Items recorded in a dataset
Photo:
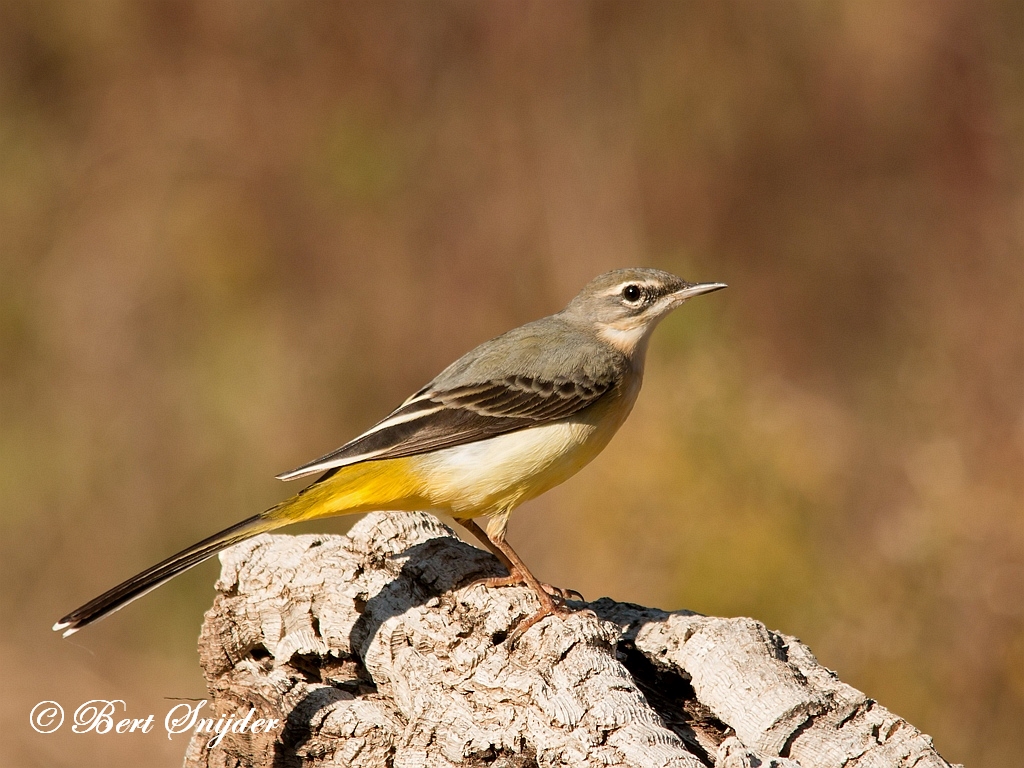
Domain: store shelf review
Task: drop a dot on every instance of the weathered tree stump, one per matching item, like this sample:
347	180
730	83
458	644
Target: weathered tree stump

* **Challenge**
Rewrite the listing above as a JSON list of strings, with one string for each line and no blank lines. Leave the pictures out of the answer.

* **Solution for this problem**
[
  "Photo:",
  "Domain: store shelf review",
  "Task: drop a dot on every instance of the weathered tree stump, one per matching item, like this sample:",
  "347\t180",
  "730\t83",
  "458\t644",
  "Target: weathered tree stump"
]